─── Exercise input
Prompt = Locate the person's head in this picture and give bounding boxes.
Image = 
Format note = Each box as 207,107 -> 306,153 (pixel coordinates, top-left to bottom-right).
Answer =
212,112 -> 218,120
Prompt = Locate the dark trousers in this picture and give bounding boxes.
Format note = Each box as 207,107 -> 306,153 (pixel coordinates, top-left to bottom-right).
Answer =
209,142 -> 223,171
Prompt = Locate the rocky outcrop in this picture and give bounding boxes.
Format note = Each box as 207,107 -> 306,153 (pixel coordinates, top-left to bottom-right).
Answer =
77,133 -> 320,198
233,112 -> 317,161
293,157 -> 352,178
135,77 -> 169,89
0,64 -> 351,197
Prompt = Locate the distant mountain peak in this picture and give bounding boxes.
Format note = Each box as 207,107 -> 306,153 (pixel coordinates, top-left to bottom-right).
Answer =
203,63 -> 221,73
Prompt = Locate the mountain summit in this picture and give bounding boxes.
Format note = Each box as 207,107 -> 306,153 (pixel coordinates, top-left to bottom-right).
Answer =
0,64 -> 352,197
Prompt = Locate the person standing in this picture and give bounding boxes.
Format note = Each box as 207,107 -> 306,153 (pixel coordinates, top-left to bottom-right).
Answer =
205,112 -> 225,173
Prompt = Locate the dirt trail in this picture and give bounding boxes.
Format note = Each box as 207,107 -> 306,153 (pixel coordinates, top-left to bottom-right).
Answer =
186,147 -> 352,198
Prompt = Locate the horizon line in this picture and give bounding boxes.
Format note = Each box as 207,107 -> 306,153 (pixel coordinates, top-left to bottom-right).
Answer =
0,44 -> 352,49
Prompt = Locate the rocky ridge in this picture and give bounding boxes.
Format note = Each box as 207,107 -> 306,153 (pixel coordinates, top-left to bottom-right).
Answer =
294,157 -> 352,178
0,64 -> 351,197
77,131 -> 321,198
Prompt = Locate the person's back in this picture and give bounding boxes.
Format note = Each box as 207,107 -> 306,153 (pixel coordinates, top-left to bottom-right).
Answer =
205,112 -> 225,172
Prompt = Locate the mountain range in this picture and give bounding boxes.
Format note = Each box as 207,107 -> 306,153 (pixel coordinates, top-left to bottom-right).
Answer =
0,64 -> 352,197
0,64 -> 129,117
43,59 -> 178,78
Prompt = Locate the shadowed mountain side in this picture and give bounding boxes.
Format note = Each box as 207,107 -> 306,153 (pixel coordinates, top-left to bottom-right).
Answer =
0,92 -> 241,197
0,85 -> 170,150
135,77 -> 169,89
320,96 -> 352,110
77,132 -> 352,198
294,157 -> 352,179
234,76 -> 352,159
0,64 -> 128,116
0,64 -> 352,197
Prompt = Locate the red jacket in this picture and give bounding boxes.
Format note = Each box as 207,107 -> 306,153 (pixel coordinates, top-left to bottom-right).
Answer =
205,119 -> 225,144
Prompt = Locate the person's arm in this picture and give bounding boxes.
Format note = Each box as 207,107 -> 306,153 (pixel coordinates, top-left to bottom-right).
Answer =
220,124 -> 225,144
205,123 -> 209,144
──────
### [Required work]
Copy the material above, changing every "bounding boxes" to "box coordinates" and leaving everything else as it is.

### [Completed exercise]
Prompt = Locate the person's head in this picture and give box coordinates.
Image = 
Format note = Each box as 207,107 -> 306,153 (pixel coordinates, top-left to bottom-right).
Answer =
212,112 -> 218,120
Prompt = Locate the dark trousers in this picture and give box coordinates.
Format note = Each box as 207,107 -> 306,153 (pixel coordinates, top-left to bottom-right).
Answer =
209,142 -> 223,171
Prompt = Locate the rocky outcrop in this picture and give box coordinates.
Format note = Each box as 207,107 -> 306,153 (pixel coordinates, top-left to bottom-right).
Answer =
77,133 -> 320,198
233,112 -> 317,161
293,157 -> 352,178
135,77 -> 169,89
0,64 -> 351,197
Prompt = Locate the distant mountain peak in this picture and give box coordinates.
Format note = Each box as 207,107 -> 306,153 (pixel coordinates, top-left to bottom-right).
Answer =
203,63 -> 221,73
Prompt = Locate the mountain summit in this picture and give box coordinates.
Format note = Each box as 207,107 -> 306,153 (pixel coordinates, top-left to bottom-right).
Answer =
0,64 -> 352,197
Prompt = Locate the person standing in this picture and give box coordinates.
Format note = Each box as 207,107 -> 306,153 (pixel coordinates, top-left to bottom-right).
Answer =
205,112 -> 225,173
Prompt = Locate the dirt trail in this picture and give box coordinates.
Format note = Each box as 207,107 -> 306,153 (pixel coordinates, top-left to bottom-right).
Answer =
186,147 -> 352,198
Prompt = Locate the horizon line in this picture and give box coordinates.
Format note = Each box as 207,107 -> 306,153 (pixel coordinates, top-left to bottom-right).
Answer =
0,44 -> 352,49
Prompt = Locate the rocky ridge in this picture and give box coordinates.
Format note = Each box as 207,107 -> 306,153 (pixel coordinates, top-left to bottom-right).
Answer =
294,157 -> 352,178
0,64 -> 351,197
77,131 -> 321,198
Prompt = Locate the person's back in this picture and give box coordinates.
Format note = Each box as 207,107 -> 306,153 (pixel coordinates, top-left to bottom-right).
Answer =
205,112 -> 225,172
Prompt = Locate the mountain range in this picture and give box coordinates.
Format note = Each box as 207,107 -> 306,153 (pixel coordinates, top-left to bottom-right).
Answer =
0,64 -> 352,197
0,64 -> 129,117
43,59 -> 178,78
Prompt = Locate the shadowed mountain side in this picture and give box coordinates.
Format note = Each box as 207,107 -> 306,153 (pixel coordinates, top-left to bottom-right).
Answer =
0,92 -> 241,197
0,85 -> 170,150
135,77 -> 169,89
320,96 -> 352,110
77,132 -> 352,198
294,157 -> 352,179
234,76 -> 352,159
0,64 -> 128,116
0,64 -> 352,197
Prompt = Locate the red jacket in this picture and give box coordinates.
Format note = Each box as 207,107 -> 306,153 (pixel coordinates, top-left to bottom-right).
Answer =
205,119 -> 225,144
Prompt = Locate the person's arm in this picture and give box coordinates.
Format note = Each box as 207,107 -> 306,153 (pixel coordinates, top-left to bottom-right).
Answer =
220,124 -> 225,144
205,123 -> 209,144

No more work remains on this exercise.